• _WHAT IS EXPECTED_
Without changing anything, set down every line shown below.
--*--
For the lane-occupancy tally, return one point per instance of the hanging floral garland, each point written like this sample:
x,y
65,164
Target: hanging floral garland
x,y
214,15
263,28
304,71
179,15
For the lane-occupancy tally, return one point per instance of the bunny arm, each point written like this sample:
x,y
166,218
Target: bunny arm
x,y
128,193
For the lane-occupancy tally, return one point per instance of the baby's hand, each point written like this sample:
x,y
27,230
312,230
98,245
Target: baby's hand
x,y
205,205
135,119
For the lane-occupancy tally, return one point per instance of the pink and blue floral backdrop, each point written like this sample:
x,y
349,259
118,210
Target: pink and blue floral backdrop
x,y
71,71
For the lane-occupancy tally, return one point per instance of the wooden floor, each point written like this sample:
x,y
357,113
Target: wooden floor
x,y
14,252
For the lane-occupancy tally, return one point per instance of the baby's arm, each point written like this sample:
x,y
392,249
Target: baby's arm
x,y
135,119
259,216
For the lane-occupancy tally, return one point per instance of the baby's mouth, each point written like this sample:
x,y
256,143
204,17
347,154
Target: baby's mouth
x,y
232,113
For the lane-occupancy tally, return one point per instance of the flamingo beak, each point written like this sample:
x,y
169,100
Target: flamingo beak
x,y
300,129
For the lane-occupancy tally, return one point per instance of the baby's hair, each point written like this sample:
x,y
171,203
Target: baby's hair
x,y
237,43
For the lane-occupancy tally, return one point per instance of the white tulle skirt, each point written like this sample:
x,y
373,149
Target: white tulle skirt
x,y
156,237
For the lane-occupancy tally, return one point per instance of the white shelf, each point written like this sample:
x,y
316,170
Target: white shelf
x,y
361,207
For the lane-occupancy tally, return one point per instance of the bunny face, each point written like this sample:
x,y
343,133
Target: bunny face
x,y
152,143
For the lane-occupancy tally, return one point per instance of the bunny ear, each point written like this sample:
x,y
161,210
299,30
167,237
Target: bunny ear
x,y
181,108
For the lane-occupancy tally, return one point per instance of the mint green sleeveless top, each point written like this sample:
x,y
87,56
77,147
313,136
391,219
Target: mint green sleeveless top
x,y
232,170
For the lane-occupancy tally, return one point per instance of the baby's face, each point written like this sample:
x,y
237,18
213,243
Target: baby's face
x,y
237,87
--*--
• _RESPONSE FOR THIS EXERCISE_
For the lane-occupancy tally, return one point per instance of the hanging floral garland, each point written like this sample:
x,y
65,164
Target: hanging floral garland
x,y
214,15
263,28
304,71
179,15
For the lane-occupancy tally, return one point per instance of the bunny arm, each point written like this sample:
x,y
166,218
Target: bunny arm
x,y
128,193
For the lane-occupancy tally, return one point per instance of the baby's hand, each point written like this sample:
x,y
27,230
312,230
98,245
Target: baby's hand
x,y
205,205
135,119
For the lane-occupancy tally, return one point per instance of the pink and blue floral backdrop, each point written like this sample:
x,y
349,259
118,210
Target: pink and blue floral backdrop
x,y
71,71
For the lane-occupancy tally, return one point per instance of the wooden floor, each point written like this sample:
x,y
357,113
Target: wooden floor
x,y
14,252
For the lane-occupancy tally, return one point per instance of the baby's arm, each point written like this sample:
x,y
392,249
Target: baby's arm
x,y
135,119
259,216
For the lane-occupancy tally, return one point per instance of the baby's mouth, each point written like this sample:
x,y
256,143
204,17
347,154
Target: baby's mouth
x,y
232,113
For the lane-occupancy tally, return one point per instance of the flamingo beak, each point written like this sample:
x,y
169,100
Target: flamingo beak
x,y
300,129
For the lane-occupancy tally, return one point per instance of the baby's hair, each point written like this sample:
x,y
171,203
Target: baby's hair
x,y
237,43
For the lane-occupancy tally, return one point per instance of the white tulle skirt, each point written like this sample:
x,y
373,149
Target: white tulle skirt
x,y
156,237
For the lane-occupancy tally, return one point per instance of the white shelf, each point written like this sample:
x,y
316,170
Target: white shelf
x,y
361,207
For the lane-occupancy tally, return one point per instance of the bunny face, each point written like this sample:
x,y
343,133
Target: bunny face
x,y
152,143
For the lane-occupancy tally, return one point per instance of the bunny ear, each point written like this sample:
x,y
161,210
299,30
167,237
Target: bunny ear
x,y
181,108
For the lane-occupancy tally, return one point per instance of the mint green sleeveless top, each point written like this sample:
x,y
87,56
77,147
313,136
391,219
Target: mint green sleeveless top
x,y
232,170
For the lane-occupancy tally, return one point per instance of the baby's face, each point written like this sample:
x,y
237,18
213,243
Target: baby's face
x,y
237,87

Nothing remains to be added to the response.